╭─ Data shown

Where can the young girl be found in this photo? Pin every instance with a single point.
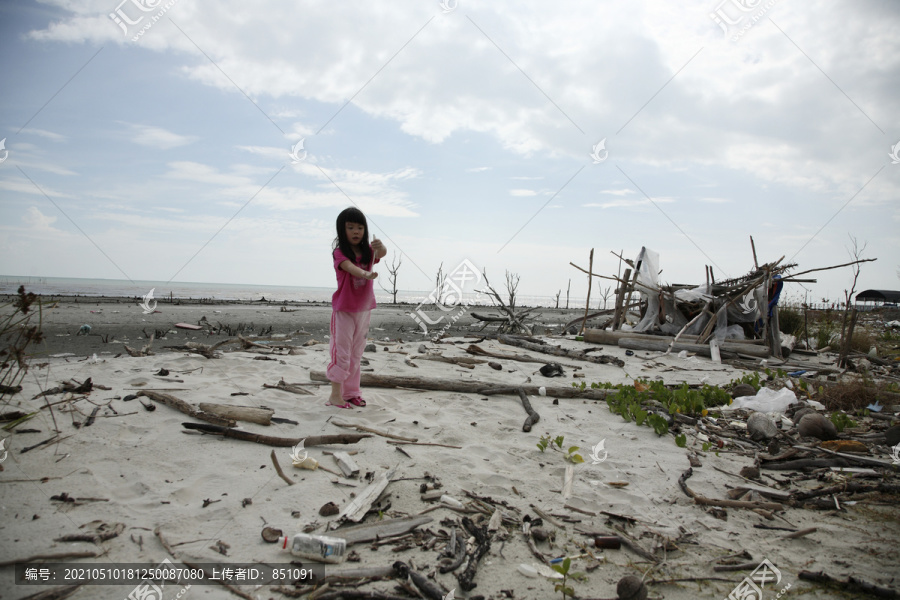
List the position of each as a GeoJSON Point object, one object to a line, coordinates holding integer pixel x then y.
{"type": "Point", "coordinates": [351, 304]}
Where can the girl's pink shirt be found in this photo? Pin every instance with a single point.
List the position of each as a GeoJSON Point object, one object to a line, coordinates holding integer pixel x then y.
{"type": "Point", "coordinates": [354, 294]}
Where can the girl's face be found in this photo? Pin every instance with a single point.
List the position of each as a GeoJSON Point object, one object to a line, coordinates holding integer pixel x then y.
{"type": "Point", "coordinates": [355, 232]}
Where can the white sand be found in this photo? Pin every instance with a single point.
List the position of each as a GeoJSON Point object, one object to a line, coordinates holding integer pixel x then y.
{"type": "Point", "coordinates": [154, 475]}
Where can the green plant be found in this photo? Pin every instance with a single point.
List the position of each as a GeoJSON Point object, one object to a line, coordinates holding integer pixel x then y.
{"type": "Point", "coordinates": [842, 421]}
{"type": "Point", "coordinates": [790, 320]}
{"type": "Point", "coordinates": [570, 454]}
{"type": "Point", "coordinates": [572, 457]}
{"type": "Point", "coordinates": [563, 569]}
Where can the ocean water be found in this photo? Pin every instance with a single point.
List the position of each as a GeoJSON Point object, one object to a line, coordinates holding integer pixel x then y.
{"type": "Point", "coordinates": [55, 286]}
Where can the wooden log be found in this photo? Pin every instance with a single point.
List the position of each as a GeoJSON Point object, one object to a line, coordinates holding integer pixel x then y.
{"type": "Point", "coordinates": [356, 510]}
{"type": "Point", "coordinates": [601, 336]}
{"type": "Point", "coordinates": [346, 464]}
{"type": "Point", "coordinates": [380, 529]}
{"type": "Point", "coordinates": [181, 405]}
{"type": "Point", "coordinates": [248, 436]}
{"type": "Point", "coordinates": [466, 387]}
{"type": "Point", "coordinates": [559, 351]}
{"type": "Point", "coordinates": [262, 416]}
{"type": "Point", "coordinates": [727, 351]}
{"type": "Point", "coordinates": [533, 417]}
{"type": "Point", "coordinates": [620, 301]}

╰─

* Task: From the data above, copy every line where "found" appears.

* Worked solution:
Where can the young girl be found in this photo? Pin every instance with a single point.
Where can the girl's pink shirt be found in this photo? Pin every instance with a single point.
Where can the girl's face be found in this photo? Pin every instance with a single point.
Where can the white sand be found in this photo? Pin every instance with a single point.
Where can the green plant be found in this photo? Pin every instance with a single point.
Where can the ocean water be found in this photo? Pin every instance with a single point.
Where can the wooden log be found in this photo? Pin every instance with a single point.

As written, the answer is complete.